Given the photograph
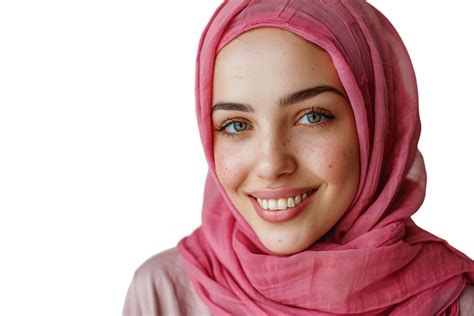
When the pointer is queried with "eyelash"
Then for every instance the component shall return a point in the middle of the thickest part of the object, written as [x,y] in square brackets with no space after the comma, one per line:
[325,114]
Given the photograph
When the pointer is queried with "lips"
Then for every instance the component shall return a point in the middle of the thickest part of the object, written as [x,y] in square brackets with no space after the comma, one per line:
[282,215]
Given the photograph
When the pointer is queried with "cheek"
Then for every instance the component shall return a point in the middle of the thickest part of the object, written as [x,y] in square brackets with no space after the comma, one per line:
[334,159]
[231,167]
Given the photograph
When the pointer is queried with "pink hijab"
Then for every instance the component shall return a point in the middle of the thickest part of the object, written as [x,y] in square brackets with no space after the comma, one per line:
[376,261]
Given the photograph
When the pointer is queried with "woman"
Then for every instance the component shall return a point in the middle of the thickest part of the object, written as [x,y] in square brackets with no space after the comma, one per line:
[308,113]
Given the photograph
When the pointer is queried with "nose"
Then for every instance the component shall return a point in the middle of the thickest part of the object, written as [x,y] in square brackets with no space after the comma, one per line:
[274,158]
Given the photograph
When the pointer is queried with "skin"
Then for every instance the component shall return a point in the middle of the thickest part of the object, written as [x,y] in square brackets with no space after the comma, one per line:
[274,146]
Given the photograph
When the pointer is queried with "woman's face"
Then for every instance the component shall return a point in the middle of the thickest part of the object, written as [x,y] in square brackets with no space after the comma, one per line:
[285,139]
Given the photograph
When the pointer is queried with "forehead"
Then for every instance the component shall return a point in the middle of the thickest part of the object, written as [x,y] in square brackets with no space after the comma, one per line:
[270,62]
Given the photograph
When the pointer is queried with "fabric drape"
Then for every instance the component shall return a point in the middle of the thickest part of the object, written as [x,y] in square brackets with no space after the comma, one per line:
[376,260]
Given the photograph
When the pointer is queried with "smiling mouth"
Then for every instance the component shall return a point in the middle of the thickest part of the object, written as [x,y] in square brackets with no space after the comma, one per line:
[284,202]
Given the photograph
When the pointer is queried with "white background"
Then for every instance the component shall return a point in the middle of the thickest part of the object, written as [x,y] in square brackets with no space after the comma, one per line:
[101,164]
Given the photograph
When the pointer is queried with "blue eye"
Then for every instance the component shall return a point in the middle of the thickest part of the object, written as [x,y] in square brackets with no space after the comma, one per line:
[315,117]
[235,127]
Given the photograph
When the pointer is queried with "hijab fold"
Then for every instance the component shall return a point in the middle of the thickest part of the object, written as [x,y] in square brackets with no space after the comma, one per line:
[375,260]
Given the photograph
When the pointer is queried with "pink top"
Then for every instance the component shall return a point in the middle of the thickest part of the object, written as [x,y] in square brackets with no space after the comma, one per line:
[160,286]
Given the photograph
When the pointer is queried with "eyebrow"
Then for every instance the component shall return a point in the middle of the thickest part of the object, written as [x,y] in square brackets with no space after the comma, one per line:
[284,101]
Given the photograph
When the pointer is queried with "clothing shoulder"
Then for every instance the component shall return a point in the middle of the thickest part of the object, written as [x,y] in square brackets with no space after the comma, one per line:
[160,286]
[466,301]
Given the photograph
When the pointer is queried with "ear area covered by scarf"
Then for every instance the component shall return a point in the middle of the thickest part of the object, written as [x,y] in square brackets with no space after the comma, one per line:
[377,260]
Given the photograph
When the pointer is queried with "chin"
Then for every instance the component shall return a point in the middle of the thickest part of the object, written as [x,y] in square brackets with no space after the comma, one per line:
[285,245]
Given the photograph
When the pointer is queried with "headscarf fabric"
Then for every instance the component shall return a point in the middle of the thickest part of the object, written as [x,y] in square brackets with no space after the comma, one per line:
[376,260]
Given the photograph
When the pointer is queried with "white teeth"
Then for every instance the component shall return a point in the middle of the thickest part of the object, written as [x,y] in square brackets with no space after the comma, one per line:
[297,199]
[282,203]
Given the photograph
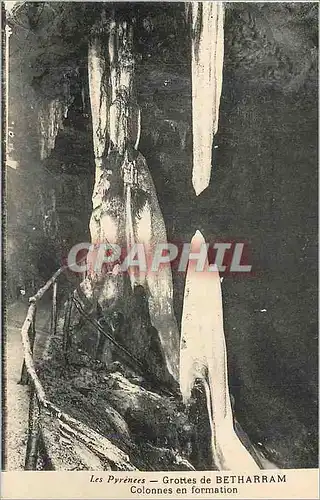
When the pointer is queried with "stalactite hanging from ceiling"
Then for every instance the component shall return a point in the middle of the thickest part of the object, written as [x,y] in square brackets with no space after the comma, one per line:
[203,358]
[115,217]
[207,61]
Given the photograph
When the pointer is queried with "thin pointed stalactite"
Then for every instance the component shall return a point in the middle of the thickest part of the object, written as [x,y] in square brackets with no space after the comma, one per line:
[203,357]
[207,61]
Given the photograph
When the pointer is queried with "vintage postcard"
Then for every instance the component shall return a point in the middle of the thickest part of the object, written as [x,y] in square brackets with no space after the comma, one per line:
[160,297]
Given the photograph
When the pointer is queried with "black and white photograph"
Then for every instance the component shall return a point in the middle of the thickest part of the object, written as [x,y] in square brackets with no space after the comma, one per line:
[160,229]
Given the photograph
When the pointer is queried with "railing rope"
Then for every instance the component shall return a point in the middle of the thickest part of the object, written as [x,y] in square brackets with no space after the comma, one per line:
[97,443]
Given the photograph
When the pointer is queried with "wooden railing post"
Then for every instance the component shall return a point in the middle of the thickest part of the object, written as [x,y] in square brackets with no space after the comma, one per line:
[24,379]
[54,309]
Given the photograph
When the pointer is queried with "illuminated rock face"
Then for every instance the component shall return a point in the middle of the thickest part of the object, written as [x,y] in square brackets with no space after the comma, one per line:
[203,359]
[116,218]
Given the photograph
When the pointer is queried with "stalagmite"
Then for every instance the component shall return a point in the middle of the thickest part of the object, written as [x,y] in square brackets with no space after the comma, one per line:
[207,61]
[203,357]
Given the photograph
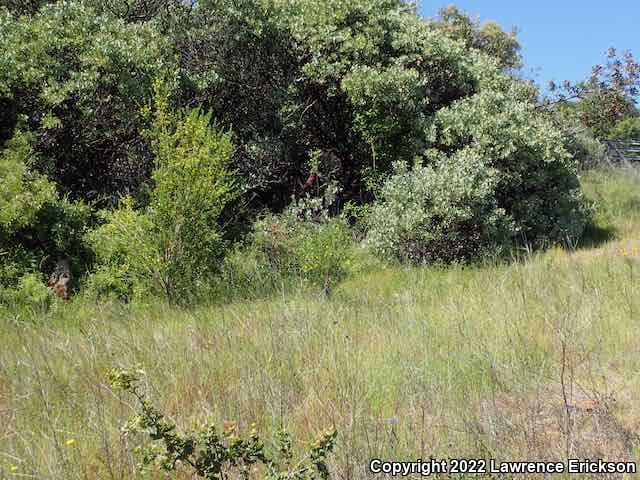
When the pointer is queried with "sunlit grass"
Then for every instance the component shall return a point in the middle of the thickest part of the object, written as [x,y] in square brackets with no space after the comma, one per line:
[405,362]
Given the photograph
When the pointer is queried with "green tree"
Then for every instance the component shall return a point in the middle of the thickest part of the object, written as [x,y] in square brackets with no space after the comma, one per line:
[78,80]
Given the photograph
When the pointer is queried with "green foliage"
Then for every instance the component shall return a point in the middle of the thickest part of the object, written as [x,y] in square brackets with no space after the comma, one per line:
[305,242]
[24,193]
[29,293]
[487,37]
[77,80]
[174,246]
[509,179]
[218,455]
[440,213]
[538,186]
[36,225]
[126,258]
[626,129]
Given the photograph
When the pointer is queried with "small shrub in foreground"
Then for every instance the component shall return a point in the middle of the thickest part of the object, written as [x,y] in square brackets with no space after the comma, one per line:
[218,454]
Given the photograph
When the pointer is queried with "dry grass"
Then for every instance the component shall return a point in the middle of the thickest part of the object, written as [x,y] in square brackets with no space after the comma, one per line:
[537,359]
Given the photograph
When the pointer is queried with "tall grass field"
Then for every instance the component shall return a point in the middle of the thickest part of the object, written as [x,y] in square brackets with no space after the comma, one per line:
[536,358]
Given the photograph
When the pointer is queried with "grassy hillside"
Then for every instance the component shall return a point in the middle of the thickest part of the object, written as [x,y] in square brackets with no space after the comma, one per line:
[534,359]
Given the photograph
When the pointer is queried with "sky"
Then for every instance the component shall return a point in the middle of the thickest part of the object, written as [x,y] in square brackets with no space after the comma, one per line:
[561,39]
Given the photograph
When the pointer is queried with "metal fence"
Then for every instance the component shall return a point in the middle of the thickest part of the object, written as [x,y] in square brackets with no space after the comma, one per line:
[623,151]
═══
- _Required work_:
Print every line of the material exactly as written, but drop the pictures.

- _Exercise output_:
Given the photograph
When the pointer is queried with "eyelash"
Then for every instance the component shall return a point in the middle of the thickest part of the object, written as [x,y] in square brackets with no space after the comma, one per line:
[325,114]
Given the photograph
When the pointer is queried with "lips"
Then for every instance the component shall return a point in the middle of the thickest part of the object, written as [x,y] in square brackets with no space after the comma, one per line:
[282,215]
Given the photograph
When the pointer is queried with "cheek"
Then for every instance the component shall return a point in the middle of the thickest part of the object, written as [x,y] in square brackets with no space after the comma, one per line:
[334,159]
[231,167]
Given the photograph
When the pointer is queried with "pink hijab"
Then for every instance the component shall return a point in the middle of the thickest part of the object, written as [x,y] in square brackets with no space after the comma, one per line:
[376,261]
Given the photograph
When the pointer is queried with "woman"
Then for every instance the component shall return a point in the middle of the thickest part of the object, written as [x,y] in square brackets with no space after the comma, one per line:
[308,113]
Given the photograph
When the pointer is queried with "nose"
Then for every instance the component shall return a point in the middle of the thickest part of the object, written as [x,y] in square brackets with no space after the comma, one per line:
[274,158]
Given the photograph
When the pointer is queried with "skin"
Then for every instance the component shall return a point in the middle of the thickest part of the object, written as [x,y] in square brackets with no space after the comma, one per line:
[274,146]
Given the photograph
When the pointer is queried with "woman's face"
Then for every instance the component shall return a point in the middle of the thickest part of the object, written as [x,y] in square brackets with no space after the comma, one per line:
[285,139]
Given the photograph
When the pointer is queried with "forehead"
Then for every instance the component shall return a point in the middle of the thickest part of the object, written as [x,y] in square brackets with no space after the comma, one per line:
[270,62]
Given the photograph
When the pointer is queried with "fabric drape"
Then for every instance the component shall return a point in the middle of the thickest part of the object, written as [x,y] in square brackets with no space after the comma, one per line:
[376,260]
Given the photograph
When the pointer is queried with "smiling mouth"
Then for every instance the component shall return a point in the middle of the thickest part of the object, written as [x,y] in square brackets with no space after the comma, one per line:
[284,202]
Given the photograph
When the pointer is queried with "white background"
Then for every instance the component shall return a point in the middle of the thickest part of the object, written as [x,y] in square brackets with no space after the comma, one per line:
[101,164]
Given the photograph
When the pointer is queried with "blue eye"
Then for every instance the component shall return a point in the middle of the thickest part of the object, written as [x,y] in square brackets with no space after the comma, one per line:
[315,117]
[235,127]
Given the photograph
When the pointer is queried with "hijab fold"
Then for every instance the component shall return a point in the middle of the thickest part of the object, written as [x,y] in square brackets with no space after the comma, one per line:
[375,260]
Given the photograph
When the pointer is queried with "pink top"
Then for every instance the component shall return a point in the middle of the thickest part of the object, written as [x,y] in square brackets with no space after the comma, one per line:
[160,286]
Given the photograph
When the pointer is queried with "eyebrow"
Then for every instance the component shall return a point in the middle of the thickest part of the object, written as [x,y] in square brackets with no space after the comma, one per line:
[284,101]
Given the photograph
When the pointer is queried with "clothing shoulder"
Then for every instance the component shall return a point in the middle of the thickest part of the object, written as [x,y] in square brackets with no space after the comma, one per line:
[160,286]
[466,301]
Given the photograph
When the pointer is queried with "ear area covered by scarf"
Then for every instance the component shall return a point in the middle of the thickest part of the object, written as [x,y] in square brackets with no space after the comma, one per line:
[377,260]
Given the photograph
When the pointer is queried with "chin"
Then for every instance the component shall return a point in the middle of the thickest part of the object, written as [x,y] in square brackets with no space after the comma, one per line:
[285,245]
Given the photograph
When the pointer is queried with "headscarf fabric"
Then for every instance the component shall return a point in the middle of the thickest part of the object, written as [x,y] in square brackets with no space after the comma, one per line:
[376,260]
Given the photograph
When the pointer is queried with "white teeth"
Then for every instance the component shall return a point in the middle of the thickest part of the object, written as [x,y] in square brackets with no space after the comma, one per line:
[297,199]
[282,203]
Given the photograph
When the pointer is queried with "stalactite hanging from ceiling"
Then for every instance the component shall return a point in the middle of the thickest part of the object, written as [x,y] in square brackets with no space after the comma, one per line:
[203,358]
[115,217]
[207,61]
Given the photograph
When the pointer is queried with "thin pointed stalactite"
Then for every instance the component shall return a point in the middle of the thickest part of the object, written as [x,y] in square brackets with no space after the comma, one per line:
[203,357]
[207,61]
Given the photograph
When the pointer is queried with "vintage postcard"
Then for every instance the component shall return a point in the middle of the thickest part of the object, written as [x,y] in square brackets with no space after the comma, one per line:
[160,297]
Given the photograph
When the pointer is queried with "black and white photograph"
Then for every instance the component shall return a point in the middle of the thickest part of the object, written as [x,y] in square brackets with no space after the comma, one per line:
[160,229]
Given the photograph
When the pointer is queried with "railing rope"
Then for every instance the component shall return a point in the middle of the thickest part of the object, written as [x,y] in square brackets with no space after the comma, one per line:
[97,443]
Given the photograph
When the pointer is queried with "wooden railing post"
Then for every instance the component shall return a point in the middle of the thickest part of the object, written as [x,y] in square brackets with no space after the comma, one per line:
[24,379]
[54,309]
Given the photograph
When the pointer is queried with "illuminated rock face"
Then for every instance the component shall return a point in the middle of the thickest part of the object, written as [x,y] in square brackets with no space after the comma, one per line:
[203,359]
[116,218]
Given the photograph
When the pointer is queried with "stalagmite"
Then for every instance the component shall return a point in the middle of the thickest part of the object, written as [x,y] in square brackets with no space after the comma, one per line:
[207,61]
[203,357]
Given the photograph
When the pointer is queried with "sunlit grass"
Then for every instance the component shall return a point in the middle of the thickest part of the object, written as [x,y] in square brackets with no space after the comma, one per line:
[405,362]
Given the photograph
When the pointer is queried with "green tree"
Then for every instance the component shall return a point in the middle of the thickest part of the object, written as [x,y] in square brackets with no space after the comma, one per line:
[78,80]
Given the photograph
When the pointer is queried with "green foliage"
Then for every instance the component shall return a point in the middle of the thickest part of the object, written as [x,y] in square brackets with no space after the comma, one per line:
[305,242]
[24,193]
[29,293]
[487,37]
[77,80]
[174,246]
[509,179]
[218,455]
[440,213]
[538,186]
[36,225]
[126,258]
[626,129]
Given the photograph
When the pointer is queried with "small shrub in foreground"
Then for every instance the component shall return a point in the middle of the thickest part of the object, written as [x,y] in square brackets with no space after the comma, one per line:
[218,454]
Given the photograph
When the pointer is queried with "dry grass"
Then for every instance the component shall return a point in the middle of the thickest part of the object, written as [x,y] in square brackets with no space after the comma, one per line:
[537,359]
Given the photograph
When the pointer is queried with "tall grass field"
Then for every instance the component shall return a point in the middle of the thickest part of the object, written as [x,y] in square brackets with no space after the comma, one per line:
[536,358]
Given the photograph
When the pointer is queried with "grassy hillside"
Then for every instance the component shall return a point in the middle of the thickest part of the object, written as [x,y] in square brackets with no space after the comma, one per line:
[534,359]
Given the photograph
When the pointer is queried with "sky"
Then for every instance the component shall return a point in the middle of the thickest part of the object, written as [x,y] in square brackets with no space after the comma, one per line:
[561,39]
Given the photograph
When the pointer is queried with "metal fence"
Then for every instance the component shall return a point in the middle of the thickest part of the object, written as [x,y] in square brackets with no space after the comma, one per line:
[623,151]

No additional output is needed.